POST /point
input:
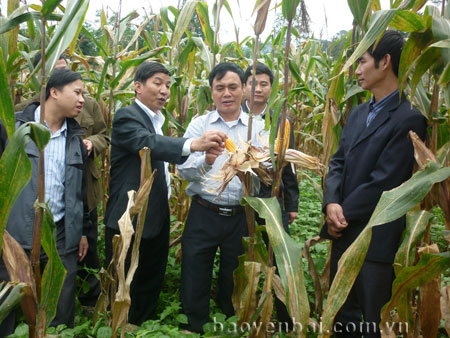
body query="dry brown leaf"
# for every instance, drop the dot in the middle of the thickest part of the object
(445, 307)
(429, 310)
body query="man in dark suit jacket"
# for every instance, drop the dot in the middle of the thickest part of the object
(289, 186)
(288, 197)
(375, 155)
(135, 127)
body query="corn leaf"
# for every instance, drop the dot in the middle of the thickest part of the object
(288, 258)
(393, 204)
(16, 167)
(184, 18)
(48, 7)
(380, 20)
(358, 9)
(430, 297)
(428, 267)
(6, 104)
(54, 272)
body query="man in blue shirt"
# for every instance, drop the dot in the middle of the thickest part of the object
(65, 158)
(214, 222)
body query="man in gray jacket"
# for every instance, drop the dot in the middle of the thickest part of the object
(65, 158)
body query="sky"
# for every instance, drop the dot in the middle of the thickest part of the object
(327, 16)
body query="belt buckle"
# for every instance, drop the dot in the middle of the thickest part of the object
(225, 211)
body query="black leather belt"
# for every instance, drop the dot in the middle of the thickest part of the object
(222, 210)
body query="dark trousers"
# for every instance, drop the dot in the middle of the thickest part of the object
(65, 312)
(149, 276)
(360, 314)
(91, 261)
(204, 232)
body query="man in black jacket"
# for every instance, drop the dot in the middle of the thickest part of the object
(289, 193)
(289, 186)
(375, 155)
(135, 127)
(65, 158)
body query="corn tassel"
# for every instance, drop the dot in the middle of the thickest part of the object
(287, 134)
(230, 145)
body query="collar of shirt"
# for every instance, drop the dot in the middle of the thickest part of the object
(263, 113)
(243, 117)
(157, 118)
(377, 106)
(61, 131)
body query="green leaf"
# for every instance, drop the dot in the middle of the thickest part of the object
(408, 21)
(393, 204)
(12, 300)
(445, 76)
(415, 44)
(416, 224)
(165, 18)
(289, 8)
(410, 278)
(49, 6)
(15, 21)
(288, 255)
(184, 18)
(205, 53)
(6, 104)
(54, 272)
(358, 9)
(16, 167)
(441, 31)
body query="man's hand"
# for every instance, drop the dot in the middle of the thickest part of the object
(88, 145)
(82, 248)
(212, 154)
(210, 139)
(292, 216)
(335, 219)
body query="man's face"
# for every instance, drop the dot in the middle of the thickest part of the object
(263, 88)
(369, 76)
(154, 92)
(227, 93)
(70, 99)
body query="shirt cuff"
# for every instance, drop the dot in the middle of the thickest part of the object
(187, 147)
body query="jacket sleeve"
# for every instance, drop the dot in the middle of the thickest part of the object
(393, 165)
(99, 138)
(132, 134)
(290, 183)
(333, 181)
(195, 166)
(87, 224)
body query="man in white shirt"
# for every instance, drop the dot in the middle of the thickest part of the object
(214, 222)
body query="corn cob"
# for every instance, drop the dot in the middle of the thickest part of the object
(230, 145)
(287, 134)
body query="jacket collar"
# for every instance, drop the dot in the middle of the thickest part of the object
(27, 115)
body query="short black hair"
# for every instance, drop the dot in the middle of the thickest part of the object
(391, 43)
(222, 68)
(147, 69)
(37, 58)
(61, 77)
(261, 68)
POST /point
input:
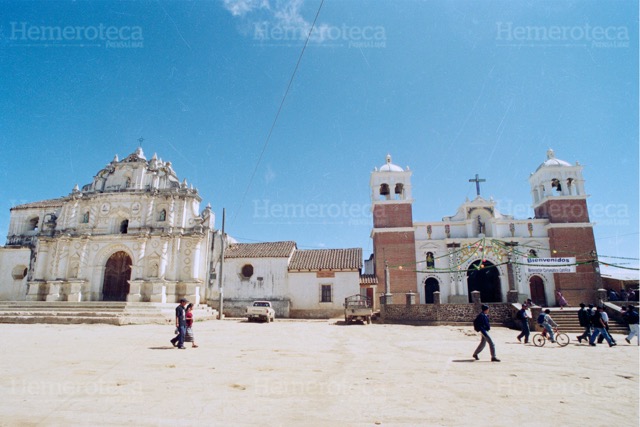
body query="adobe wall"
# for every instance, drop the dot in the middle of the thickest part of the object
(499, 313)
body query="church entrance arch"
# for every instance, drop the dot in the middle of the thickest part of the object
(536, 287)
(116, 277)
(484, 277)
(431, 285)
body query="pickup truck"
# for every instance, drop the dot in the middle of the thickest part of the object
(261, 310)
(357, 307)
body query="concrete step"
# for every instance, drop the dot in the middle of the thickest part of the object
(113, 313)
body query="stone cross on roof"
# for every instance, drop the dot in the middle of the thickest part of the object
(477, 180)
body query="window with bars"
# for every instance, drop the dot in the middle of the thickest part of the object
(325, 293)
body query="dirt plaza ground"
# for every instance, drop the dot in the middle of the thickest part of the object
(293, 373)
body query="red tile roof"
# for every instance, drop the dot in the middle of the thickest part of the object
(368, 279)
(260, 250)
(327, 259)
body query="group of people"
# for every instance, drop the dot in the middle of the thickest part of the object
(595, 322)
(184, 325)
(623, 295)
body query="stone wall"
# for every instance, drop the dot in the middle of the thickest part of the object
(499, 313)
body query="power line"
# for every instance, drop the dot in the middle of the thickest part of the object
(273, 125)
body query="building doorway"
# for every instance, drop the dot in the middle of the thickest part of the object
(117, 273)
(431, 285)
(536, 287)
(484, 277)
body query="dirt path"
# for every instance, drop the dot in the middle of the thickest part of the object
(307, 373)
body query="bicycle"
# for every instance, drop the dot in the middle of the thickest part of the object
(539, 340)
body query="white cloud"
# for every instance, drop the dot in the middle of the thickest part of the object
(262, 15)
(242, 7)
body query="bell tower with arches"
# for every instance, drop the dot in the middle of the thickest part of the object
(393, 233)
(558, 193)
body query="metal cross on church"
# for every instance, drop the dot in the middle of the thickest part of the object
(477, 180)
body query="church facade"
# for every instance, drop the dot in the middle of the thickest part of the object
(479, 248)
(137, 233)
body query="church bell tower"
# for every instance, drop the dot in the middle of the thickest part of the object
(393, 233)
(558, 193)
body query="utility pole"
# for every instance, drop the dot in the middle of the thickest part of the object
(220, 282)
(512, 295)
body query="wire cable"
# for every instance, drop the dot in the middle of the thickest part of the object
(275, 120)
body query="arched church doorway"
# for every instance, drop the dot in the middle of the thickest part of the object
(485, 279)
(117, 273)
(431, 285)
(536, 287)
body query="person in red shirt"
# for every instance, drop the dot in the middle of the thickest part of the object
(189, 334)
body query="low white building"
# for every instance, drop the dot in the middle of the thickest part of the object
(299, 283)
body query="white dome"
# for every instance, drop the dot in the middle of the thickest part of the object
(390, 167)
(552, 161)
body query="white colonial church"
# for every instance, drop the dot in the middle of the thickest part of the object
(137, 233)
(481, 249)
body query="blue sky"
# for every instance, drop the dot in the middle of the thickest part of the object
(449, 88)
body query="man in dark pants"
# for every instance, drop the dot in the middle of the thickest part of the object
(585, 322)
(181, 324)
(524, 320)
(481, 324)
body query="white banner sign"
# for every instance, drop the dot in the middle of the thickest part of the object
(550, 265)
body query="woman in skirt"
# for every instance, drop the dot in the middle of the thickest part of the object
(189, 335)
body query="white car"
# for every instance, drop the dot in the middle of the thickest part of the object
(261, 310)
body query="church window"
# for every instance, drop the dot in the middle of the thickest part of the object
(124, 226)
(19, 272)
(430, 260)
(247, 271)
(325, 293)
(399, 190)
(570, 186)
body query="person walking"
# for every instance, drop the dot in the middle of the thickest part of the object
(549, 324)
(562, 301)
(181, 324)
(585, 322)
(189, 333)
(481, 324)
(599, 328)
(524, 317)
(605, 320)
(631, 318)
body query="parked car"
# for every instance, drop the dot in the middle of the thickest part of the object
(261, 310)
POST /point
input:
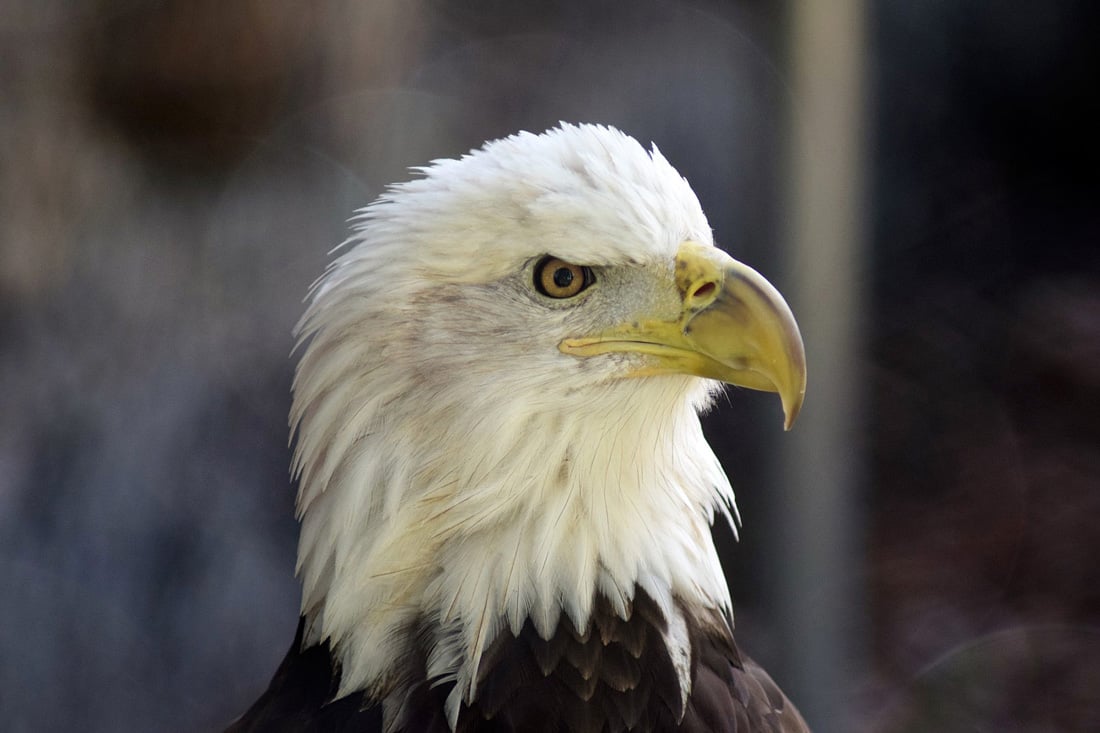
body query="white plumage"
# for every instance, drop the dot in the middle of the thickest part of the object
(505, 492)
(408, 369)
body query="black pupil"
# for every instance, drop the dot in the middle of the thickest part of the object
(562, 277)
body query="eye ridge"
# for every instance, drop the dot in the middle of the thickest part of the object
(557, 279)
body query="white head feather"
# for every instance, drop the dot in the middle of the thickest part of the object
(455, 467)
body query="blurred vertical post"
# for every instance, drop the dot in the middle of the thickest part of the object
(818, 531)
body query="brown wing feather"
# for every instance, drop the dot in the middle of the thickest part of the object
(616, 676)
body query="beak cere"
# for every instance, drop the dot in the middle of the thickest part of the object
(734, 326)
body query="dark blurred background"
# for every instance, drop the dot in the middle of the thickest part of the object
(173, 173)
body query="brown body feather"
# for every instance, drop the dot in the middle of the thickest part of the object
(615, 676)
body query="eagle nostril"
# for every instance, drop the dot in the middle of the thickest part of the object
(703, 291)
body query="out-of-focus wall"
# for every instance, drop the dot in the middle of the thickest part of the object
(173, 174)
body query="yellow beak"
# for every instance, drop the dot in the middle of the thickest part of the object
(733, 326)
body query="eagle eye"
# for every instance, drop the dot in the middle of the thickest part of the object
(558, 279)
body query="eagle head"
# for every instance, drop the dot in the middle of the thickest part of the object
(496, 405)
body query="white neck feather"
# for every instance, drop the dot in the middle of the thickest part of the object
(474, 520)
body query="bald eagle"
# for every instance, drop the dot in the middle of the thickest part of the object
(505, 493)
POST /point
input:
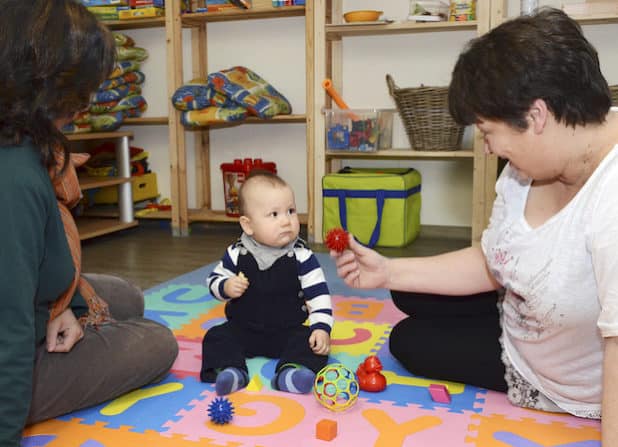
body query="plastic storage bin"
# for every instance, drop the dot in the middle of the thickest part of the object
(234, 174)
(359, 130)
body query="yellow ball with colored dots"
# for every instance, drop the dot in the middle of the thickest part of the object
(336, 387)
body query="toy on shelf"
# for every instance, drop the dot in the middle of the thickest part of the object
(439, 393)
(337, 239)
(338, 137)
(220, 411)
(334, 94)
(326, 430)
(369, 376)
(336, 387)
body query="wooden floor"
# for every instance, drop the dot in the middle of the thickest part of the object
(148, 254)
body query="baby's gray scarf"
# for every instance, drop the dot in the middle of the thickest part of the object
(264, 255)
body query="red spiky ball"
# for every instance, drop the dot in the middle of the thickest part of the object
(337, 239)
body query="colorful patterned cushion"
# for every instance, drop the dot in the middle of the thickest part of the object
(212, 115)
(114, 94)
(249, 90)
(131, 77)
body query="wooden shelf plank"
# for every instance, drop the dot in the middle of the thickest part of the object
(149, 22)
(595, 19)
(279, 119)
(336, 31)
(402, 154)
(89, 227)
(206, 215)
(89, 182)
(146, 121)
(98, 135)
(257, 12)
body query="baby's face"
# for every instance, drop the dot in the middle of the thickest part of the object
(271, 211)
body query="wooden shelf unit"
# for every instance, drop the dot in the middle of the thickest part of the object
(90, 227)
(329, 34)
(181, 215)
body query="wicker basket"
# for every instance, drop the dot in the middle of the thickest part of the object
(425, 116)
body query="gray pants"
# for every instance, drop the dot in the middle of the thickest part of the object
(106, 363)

◇ ◇ ◇ ◇ ◇ ◇ ◇

## WORK REQUIRED
How many lines in the records above contain the string "leaf"? Case counts. Reply with the number only.

## SOLUTION FOR THIS TASK
3